• [Your instructions]
Reproduce word for word the part of the records that opens with the line containing "Could you please drop a point on the floodlight" and runs through the end of the records.

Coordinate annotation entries
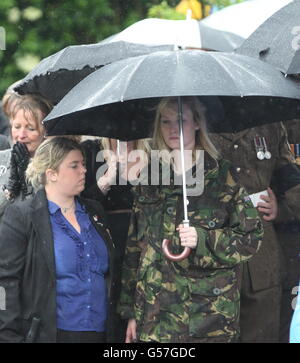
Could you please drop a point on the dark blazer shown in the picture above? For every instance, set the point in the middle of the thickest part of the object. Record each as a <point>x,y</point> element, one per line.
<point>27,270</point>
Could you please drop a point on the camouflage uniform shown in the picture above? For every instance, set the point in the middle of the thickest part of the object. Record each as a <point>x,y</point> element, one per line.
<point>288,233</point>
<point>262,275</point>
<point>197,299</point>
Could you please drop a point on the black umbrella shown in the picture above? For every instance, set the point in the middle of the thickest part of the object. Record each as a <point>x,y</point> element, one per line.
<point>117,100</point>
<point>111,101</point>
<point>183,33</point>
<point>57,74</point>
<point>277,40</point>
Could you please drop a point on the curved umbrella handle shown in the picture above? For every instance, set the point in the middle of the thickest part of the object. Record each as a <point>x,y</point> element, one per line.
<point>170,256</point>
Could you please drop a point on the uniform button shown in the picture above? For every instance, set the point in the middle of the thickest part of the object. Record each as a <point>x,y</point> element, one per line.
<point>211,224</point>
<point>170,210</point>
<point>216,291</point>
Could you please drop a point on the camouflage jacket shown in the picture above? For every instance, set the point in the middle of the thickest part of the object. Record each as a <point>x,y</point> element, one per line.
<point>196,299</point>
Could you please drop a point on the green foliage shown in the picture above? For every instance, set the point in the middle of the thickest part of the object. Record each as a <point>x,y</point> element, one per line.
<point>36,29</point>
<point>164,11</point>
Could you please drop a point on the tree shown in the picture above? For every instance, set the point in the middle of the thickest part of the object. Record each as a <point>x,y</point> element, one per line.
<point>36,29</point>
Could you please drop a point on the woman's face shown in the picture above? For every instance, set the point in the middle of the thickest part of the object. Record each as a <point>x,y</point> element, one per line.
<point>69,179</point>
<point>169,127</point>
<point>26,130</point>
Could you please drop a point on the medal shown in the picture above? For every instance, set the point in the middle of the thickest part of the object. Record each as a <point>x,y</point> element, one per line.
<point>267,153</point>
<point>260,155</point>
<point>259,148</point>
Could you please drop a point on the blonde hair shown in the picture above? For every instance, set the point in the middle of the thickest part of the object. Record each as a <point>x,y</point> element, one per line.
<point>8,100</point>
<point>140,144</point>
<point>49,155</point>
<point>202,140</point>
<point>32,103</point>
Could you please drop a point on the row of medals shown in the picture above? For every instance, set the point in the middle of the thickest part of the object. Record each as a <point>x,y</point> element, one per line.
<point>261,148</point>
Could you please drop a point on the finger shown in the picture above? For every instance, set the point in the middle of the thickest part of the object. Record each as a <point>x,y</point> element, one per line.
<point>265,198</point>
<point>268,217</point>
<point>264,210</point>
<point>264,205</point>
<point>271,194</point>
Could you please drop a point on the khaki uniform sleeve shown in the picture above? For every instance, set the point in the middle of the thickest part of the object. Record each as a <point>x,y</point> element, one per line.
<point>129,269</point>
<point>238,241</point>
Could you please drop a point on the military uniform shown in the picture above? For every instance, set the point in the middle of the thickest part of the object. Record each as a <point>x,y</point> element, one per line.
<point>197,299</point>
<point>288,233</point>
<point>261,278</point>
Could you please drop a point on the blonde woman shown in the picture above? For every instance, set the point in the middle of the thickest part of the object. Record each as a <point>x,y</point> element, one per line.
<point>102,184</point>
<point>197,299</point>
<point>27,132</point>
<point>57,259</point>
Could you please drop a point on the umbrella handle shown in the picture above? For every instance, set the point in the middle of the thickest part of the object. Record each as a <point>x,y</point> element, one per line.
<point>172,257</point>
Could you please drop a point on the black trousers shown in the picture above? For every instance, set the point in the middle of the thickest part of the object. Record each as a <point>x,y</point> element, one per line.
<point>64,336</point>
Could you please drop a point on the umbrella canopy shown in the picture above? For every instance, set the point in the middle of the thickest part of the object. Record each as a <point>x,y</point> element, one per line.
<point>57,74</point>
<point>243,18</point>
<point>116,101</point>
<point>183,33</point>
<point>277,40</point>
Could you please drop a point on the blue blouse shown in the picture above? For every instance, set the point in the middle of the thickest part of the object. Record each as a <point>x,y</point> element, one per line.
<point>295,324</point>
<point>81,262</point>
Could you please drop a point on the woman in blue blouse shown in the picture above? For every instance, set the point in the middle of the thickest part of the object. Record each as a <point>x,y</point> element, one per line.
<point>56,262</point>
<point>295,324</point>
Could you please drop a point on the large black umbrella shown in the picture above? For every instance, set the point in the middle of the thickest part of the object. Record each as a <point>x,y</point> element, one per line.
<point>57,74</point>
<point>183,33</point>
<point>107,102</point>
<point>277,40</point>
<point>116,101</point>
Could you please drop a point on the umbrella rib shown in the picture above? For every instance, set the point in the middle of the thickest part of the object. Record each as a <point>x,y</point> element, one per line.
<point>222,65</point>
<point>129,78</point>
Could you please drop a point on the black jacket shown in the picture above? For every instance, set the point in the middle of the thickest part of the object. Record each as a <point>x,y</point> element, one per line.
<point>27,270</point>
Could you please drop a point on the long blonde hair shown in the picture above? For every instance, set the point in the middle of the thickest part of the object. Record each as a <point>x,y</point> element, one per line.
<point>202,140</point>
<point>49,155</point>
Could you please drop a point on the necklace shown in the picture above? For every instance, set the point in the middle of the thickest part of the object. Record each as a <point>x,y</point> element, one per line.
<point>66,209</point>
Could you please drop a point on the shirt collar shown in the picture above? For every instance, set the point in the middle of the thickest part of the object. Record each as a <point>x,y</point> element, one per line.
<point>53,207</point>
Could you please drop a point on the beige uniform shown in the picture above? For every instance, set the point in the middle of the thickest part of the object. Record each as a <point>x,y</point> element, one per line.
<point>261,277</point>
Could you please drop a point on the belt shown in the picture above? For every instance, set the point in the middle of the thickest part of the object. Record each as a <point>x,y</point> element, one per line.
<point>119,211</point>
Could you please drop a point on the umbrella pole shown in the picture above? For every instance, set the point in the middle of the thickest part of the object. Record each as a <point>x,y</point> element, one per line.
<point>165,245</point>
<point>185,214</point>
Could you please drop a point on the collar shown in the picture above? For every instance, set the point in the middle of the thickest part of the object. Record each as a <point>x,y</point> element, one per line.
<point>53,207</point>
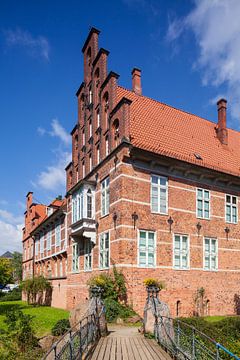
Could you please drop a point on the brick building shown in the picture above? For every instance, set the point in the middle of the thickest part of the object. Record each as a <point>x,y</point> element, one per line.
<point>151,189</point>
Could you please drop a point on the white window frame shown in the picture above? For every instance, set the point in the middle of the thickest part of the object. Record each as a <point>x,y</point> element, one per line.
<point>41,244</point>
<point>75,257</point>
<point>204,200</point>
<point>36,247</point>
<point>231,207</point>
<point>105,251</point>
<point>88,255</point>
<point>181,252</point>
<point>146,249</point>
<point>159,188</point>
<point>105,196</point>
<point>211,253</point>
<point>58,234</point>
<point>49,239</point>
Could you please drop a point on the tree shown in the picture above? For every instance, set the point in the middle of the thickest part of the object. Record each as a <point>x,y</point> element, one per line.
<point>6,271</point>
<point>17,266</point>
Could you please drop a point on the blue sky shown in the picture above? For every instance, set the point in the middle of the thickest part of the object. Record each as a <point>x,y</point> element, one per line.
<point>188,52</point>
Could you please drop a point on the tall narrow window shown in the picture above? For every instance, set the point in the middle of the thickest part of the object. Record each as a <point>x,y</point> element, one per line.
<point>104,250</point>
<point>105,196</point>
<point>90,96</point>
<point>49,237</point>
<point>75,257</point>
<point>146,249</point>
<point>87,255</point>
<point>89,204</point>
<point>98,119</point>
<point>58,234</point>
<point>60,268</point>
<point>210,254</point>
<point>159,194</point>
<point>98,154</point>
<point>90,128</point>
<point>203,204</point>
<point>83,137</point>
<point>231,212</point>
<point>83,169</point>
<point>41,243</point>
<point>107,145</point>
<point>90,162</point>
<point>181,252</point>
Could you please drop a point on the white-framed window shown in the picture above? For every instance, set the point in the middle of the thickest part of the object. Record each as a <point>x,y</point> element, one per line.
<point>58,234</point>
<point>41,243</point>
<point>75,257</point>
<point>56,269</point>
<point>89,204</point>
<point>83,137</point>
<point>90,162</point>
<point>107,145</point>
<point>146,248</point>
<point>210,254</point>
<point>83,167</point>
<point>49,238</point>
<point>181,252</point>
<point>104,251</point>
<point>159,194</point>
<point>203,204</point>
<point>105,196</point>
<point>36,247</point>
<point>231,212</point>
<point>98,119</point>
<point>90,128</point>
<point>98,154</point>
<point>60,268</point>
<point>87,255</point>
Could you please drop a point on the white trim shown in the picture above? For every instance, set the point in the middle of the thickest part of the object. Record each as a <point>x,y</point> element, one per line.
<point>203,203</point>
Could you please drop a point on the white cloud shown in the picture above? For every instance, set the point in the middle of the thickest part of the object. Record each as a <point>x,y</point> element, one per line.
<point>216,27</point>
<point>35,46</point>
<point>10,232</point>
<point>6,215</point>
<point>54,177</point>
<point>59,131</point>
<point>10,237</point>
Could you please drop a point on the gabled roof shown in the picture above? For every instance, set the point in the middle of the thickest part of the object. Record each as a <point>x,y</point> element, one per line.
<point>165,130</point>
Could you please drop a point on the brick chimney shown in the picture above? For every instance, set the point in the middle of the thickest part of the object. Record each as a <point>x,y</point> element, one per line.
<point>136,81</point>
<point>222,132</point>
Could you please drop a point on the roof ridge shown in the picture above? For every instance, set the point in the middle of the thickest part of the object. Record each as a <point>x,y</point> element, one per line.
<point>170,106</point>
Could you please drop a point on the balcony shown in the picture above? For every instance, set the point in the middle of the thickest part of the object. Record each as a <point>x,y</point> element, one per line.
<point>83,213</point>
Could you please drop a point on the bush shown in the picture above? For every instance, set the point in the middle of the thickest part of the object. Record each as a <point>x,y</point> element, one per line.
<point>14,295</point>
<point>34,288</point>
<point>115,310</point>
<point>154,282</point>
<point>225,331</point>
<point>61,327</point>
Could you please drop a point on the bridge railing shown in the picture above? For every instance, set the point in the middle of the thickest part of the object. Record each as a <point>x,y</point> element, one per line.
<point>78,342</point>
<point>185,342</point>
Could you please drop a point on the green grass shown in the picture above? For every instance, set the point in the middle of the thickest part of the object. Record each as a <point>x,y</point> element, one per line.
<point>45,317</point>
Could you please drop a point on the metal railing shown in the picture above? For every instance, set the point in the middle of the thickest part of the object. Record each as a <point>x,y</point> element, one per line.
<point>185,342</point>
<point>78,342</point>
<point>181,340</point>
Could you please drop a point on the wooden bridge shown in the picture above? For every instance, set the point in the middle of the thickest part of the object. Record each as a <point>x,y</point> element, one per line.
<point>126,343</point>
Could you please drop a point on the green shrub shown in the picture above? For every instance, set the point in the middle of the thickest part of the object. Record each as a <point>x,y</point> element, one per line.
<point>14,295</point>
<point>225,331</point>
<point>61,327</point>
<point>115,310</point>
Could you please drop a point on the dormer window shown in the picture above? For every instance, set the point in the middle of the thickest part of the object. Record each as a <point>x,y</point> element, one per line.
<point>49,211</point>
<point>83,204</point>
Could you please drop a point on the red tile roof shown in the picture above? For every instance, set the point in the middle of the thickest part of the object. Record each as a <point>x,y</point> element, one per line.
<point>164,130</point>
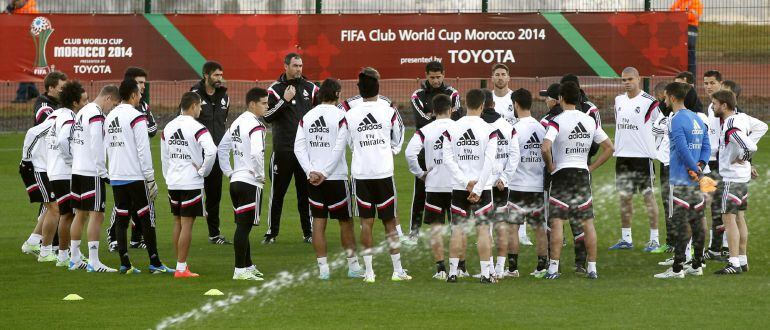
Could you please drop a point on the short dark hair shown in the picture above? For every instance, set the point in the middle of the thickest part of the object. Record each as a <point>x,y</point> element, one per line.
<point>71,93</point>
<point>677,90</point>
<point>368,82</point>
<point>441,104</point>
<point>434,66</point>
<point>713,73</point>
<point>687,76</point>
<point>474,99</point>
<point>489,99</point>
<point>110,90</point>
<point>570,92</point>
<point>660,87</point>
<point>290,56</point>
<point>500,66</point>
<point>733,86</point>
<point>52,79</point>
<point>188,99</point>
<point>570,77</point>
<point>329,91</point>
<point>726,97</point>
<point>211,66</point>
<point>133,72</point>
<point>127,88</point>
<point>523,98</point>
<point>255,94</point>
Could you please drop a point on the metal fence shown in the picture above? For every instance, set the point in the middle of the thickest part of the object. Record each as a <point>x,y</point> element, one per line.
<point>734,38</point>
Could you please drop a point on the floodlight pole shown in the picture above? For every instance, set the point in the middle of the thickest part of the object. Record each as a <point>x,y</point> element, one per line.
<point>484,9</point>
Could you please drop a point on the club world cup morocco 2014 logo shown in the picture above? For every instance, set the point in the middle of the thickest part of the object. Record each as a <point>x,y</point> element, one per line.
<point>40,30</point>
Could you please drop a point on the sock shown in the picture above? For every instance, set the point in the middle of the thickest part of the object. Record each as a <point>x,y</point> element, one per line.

• [Solution to this task]
Could you please drop a point on the floodlight pole shown in the picture above? For every instance, set the point in the middle of the thickest part of the object. Record each as a <point>x,y</point> element, one per line.
<point>484,9</point>
Could you please drop a point on the club world cup morocco 2014 logo shown in the picture above? For every instance, set the point in the middle of the thickest part of the object. Record each as a <point>x,y</point> element, one per line.
<point>40,30</point>
Could you please drop a point on the sock shown in the picture above? For every instance, set the point in the middle of the thickest part of the object. Record each as a <point>x,y</point> element, one per line.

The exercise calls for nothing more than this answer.